WHAT THIS EXERCISE ASKS ::
A. Decide whether each statement agrees with the head lamp thread below: (i) the first poster's workplace has over 350 people in maintenance; (ii) the first poster says LED bulbs last up to 10,000 hours; (iii) Infidel says he keeps no lanterns around. Answer yes or no for each and quote the deciding words.
B. Rename "fire hazard" to "burn risk" in the head lamp thread below, and give the passage starting at "f. No fire hazard" and ending at "headlamp for light.".
C. Write what comes next in the head lamp thread below, following on from its last line.
*** DOCUMENT SECTION Section Begins ***
# Don't forget the head lamp



## rickkyw1720pf (Nov 17, 2012)

I gathered up some of my lanterns that are sitting around getting dusty and if I looked around I am sure I have others around. I have from the cheaper electric to the more expensive 500 candle power multi-fuel petromax lanterns (center lanterns). I also have spare parts for all. I collected these over the years.










But this is 2013 and they have LED head lamps that can do just about everything you need and run several days on rechargeable batteries (Solar batter chargers are cheap). Does it really do you any good to light up an area that you are not looking at. 









It is funny but if you go to almost any SHTF the headlamp gets little press and they will have whole sections on flashlights but it will do just about anything you need light for and leave your hands free unlike a flashlight. Try working on something holding a flashlight. Where I work there are over 350 people in maintenance and they all have headlamps, It used to be that there would always be one person working in an electrical panel and someone else holding a flashlight.

Advantage of LED head lamps
a. lighting an area directly that you are looking at
b. can be used as a flashlight
c. LED's usually have several light setting. (help to conserve batteries).
d. LED'S bulbs have up to 100,000 hour life
e. unlike many other lights do not burn out if dropped (Mag Lights were famous for this).
f. No fire hazard
g. No dangerous fumes
h. No need to store part.
I. No need to use you valuable fuel.

Buy one for every one in the family and have a good collection of rechargeable batteries with a way to charge them. But do a test and turn all the lights off in the house and you may even be surprised how well you can get along with just a headlamp for light.


----------



## Infidel (Dec 22, 2012)

I guess I never thought about it but it's a damn good idea. I always have flashlights and a couple battery powered lanterns around but I just never thought of the headlamps I guess. Guess I'll need to pick up a few of them. Would be great for hooking up my generator when the power goes out too. Try filling that thing with gas in the dark while holding a flashlight in your hands, guess that's why I had kids.

-Infidel


----------



## PrepperThyAngus (Sep 30, 2012)
*** DOCUMENT SECTION Section Ends ***
*** ENTRIES SUPPLIED Section Begins ***
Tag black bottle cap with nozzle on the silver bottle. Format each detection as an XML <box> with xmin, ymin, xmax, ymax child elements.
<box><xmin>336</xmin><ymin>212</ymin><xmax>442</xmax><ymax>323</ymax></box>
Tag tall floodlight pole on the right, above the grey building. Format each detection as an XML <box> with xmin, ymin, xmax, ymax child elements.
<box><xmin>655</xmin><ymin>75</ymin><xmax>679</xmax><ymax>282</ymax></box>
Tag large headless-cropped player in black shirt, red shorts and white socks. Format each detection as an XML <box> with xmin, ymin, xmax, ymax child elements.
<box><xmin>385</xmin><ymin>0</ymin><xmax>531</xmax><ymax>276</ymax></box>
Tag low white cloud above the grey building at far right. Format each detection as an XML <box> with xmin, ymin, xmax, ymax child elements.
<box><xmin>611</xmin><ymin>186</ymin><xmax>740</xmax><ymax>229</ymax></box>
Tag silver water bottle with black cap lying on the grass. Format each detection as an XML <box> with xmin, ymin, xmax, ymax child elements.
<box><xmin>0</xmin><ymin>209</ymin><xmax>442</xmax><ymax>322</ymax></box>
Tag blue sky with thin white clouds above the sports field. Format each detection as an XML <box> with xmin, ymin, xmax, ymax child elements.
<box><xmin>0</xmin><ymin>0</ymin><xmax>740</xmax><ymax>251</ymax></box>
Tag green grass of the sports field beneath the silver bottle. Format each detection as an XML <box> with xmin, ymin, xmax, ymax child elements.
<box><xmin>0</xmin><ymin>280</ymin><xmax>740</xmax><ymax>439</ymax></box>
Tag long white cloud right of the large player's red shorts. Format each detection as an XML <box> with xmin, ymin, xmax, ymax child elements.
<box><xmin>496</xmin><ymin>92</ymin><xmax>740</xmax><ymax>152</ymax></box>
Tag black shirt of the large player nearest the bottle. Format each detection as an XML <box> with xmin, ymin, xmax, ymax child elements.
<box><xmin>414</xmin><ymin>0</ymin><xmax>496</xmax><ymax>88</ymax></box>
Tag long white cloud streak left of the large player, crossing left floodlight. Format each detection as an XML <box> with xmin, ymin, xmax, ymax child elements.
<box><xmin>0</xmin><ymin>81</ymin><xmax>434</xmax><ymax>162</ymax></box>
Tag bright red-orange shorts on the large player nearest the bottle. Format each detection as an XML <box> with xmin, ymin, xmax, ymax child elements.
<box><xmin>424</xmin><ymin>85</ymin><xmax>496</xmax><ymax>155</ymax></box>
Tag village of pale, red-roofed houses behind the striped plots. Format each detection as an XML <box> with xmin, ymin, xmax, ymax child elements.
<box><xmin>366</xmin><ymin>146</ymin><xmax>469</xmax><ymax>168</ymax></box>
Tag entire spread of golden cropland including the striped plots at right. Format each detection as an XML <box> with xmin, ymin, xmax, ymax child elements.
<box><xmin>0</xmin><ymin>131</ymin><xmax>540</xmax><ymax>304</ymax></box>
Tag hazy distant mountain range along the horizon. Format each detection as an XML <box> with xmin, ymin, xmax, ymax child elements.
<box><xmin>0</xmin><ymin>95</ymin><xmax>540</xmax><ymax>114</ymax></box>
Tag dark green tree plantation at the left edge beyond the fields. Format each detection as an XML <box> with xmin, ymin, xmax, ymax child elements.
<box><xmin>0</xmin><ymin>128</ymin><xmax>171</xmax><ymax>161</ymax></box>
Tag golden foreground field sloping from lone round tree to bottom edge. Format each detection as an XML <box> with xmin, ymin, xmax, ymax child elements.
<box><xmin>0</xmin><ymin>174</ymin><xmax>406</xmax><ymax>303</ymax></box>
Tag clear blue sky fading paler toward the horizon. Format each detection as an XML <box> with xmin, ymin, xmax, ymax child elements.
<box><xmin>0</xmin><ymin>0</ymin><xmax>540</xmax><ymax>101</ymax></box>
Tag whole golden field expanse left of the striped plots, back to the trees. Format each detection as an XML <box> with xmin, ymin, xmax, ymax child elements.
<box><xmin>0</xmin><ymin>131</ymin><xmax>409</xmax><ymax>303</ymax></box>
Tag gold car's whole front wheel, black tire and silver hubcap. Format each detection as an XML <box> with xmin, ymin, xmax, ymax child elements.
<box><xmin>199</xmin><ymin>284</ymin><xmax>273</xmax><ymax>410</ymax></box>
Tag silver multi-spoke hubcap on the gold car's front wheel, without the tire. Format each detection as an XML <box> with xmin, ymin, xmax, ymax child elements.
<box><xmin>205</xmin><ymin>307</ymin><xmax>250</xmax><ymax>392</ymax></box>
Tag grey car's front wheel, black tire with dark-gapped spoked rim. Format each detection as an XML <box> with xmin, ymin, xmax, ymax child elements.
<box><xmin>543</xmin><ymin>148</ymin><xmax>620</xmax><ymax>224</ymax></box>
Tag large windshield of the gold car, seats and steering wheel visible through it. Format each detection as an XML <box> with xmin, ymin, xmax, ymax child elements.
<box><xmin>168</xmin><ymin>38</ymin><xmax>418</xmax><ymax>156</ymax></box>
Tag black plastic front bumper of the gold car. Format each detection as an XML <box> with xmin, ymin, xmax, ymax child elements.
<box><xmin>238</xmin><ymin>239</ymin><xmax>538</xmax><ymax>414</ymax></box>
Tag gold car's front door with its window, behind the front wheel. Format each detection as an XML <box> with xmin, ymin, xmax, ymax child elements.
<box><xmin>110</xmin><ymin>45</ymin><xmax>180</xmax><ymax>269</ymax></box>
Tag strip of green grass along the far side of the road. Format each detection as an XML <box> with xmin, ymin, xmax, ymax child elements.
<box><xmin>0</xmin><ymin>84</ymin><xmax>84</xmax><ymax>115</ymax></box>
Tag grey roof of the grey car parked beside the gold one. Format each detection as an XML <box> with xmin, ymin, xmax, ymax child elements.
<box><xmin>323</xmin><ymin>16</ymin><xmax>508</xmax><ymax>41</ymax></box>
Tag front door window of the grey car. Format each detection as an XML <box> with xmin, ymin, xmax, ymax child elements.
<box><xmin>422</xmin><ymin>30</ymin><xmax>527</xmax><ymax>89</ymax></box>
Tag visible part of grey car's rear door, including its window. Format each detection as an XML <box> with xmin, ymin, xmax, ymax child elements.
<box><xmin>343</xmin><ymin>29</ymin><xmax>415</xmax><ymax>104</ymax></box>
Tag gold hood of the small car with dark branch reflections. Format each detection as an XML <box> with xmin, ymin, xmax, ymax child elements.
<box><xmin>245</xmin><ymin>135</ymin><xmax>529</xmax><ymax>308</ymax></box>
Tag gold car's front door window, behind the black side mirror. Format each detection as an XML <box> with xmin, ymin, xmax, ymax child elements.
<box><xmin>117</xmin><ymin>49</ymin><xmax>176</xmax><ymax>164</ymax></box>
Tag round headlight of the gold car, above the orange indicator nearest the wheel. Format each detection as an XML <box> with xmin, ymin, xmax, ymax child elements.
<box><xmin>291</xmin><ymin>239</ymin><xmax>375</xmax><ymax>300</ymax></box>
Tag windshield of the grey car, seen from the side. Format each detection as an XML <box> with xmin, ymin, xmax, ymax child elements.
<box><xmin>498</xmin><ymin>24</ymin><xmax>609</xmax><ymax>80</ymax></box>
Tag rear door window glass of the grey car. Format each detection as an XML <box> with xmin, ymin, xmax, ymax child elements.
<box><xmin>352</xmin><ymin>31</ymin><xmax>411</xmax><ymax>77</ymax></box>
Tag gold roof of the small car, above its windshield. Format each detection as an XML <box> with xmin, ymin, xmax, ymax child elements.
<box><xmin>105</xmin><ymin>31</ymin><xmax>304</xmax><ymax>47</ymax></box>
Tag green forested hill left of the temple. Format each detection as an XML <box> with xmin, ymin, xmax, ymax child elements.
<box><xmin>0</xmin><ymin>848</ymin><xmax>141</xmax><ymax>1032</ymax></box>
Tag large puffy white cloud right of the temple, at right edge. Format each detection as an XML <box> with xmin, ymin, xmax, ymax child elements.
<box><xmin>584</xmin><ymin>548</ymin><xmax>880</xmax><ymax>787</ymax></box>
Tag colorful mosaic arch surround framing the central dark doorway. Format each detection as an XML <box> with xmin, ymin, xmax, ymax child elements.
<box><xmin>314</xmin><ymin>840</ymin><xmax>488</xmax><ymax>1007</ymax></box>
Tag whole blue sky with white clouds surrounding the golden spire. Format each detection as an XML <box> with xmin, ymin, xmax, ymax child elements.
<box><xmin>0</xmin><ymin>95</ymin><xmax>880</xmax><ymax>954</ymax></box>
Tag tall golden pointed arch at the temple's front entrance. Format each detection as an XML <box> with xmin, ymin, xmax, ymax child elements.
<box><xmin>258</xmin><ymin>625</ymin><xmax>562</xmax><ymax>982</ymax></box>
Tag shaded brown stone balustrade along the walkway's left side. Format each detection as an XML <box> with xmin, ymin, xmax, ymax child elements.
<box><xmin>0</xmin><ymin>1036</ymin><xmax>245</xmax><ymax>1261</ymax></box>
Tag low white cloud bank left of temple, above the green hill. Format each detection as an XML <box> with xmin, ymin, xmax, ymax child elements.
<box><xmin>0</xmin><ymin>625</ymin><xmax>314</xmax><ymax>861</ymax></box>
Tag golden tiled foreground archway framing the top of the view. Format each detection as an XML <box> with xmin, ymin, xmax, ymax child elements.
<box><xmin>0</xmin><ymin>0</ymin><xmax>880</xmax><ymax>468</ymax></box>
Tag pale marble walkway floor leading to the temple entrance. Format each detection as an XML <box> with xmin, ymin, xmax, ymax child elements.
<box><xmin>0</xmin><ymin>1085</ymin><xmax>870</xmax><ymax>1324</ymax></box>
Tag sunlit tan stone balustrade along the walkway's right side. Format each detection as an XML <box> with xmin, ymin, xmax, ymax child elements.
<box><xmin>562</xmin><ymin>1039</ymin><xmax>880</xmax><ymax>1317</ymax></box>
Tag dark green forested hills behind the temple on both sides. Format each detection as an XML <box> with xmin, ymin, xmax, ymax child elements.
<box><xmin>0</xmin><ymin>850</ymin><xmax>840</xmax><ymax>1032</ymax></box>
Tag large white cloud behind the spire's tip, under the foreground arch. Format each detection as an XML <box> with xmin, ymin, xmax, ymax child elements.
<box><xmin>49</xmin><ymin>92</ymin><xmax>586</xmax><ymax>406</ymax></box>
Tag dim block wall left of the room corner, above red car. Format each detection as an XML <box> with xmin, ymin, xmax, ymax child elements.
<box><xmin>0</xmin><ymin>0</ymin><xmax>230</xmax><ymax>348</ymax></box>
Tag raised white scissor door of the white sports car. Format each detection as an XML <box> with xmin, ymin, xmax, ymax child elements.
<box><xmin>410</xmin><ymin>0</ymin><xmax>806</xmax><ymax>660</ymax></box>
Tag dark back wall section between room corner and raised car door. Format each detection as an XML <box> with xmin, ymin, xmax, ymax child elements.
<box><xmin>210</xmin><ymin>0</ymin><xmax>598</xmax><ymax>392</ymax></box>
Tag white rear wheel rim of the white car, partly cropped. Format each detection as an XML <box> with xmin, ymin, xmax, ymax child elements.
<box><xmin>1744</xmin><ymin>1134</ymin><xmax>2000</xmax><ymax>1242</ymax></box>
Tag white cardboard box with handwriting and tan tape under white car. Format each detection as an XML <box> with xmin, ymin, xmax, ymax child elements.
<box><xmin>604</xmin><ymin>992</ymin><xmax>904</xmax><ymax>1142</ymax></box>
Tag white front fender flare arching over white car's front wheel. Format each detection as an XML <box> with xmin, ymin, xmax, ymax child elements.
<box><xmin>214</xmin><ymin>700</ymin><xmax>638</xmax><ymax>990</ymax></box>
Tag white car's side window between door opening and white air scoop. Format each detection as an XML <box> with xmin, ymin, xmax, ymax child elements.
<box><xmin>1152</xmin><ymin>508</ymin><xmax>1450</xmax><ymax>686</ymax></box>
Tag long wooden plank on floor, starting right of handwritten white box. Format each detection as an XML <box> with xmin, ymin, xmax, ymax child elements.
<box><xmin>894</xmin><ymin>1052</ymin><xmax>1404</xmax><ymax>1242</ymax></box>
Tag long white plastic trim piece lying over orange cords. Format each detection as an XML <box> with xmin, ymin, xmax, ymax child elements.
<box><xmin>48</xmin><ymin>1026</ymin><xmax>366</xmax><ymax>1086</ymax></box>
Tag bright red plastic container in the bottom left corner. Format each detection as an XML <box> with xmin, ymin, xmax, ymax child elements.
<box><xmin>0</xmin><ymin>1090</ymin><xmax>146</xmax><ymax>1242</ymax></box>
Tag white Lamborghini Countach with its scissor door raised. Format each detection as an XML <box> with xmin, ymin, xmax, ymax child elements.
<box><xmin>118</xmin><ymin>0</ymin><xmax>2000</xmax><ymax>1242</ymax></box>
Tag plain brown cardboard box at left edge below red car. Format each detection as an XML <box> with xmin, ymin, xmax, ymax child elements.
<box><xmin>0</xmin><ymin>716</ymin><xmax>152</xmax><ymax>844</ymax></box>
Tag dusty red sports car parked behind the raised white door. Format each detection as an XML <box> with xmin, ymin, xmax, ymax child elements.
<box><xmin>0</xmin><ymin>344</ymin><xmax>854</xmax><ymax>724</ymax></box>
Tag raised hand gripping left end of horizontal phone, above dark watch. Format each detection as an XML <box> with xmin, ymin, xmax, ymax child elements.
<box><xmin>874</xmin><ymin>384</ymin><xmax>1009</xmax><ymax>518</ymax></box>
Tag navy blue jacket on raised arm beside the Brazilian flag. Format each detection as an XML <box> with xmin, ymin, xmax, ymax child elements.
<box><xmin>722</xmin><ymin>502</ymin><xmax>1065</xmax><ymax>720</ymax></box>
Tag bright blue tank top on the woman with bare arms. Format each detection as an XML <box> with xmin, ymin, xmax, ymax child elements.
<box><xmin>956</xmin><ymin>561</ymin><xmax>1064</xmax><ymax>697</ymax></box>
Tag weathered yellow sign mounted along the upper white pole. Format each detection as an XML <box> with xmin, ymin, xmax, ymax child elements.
*** ENTRIES SUPPLIED Section Ends ***
EXPECTED OUTPUTS ::
A.
(i) Yes: "Where I work there are over 350 people in maintenance and they all have headlamps"
(ii) No: "LED'S bulbs have up to 100,000 hour life"
(iii) No: "I always have flashlights and a couple battery powered lanterns around"

B.
f. No burn risk
g. No dangerous fumes
h. No need to store part.
I. No need to use you valuable fuel.

Buy one for every one in the family and have a good collection of rechargeable batteries with a way to charge them. But do a test and turn all the lights off in the house and you may even be surprised how well you can get along with just a headlamp for light.

C.
I was a auto mechanic for over 10 years. I've used so many shop lights, flashlights, helping hands, etc to get lighting in hard to reach areas. With headlamps, there is simply nothing better. I wish I had that when I was still working in shops.

Totally a must have item.


----------



## rickkyw1720pf (Nov 17, 2012)

PrepperThyAngus said:


> I was a auto mechanic for over 10 years. I've used so many shop lights, flashlights, helping hands, etc to get lighting in hard to reach areas. With headlamps, there is simply nothing better. I wish I had that when I was still working in shops.
> 
> Totally a must have item.


Yes I also moved one of my head lamp to the tool box. It is so aggravating to use almost anything else, the light either wants to shine in you eyes or shine everywhere except where its needed.


----------



## grinder37 (Mar 1, 2013)

I have several of the leds that clip to the bill of your hat,I have a few with extra batteries in my stores and a couple in my tackle box,they're the cats meow with nightime catfishing when needing hands free lighting pointed at what you're doing.


----------



## thewallfan (Apr 4, 2013)

I really like mine, it helps for setting up tents in the dark. The only thing I don't like about them is that I have to wear a ballcap with it or it will glare up my glasses.


----------



## rickkyw1720pf (Nov 17, 2012)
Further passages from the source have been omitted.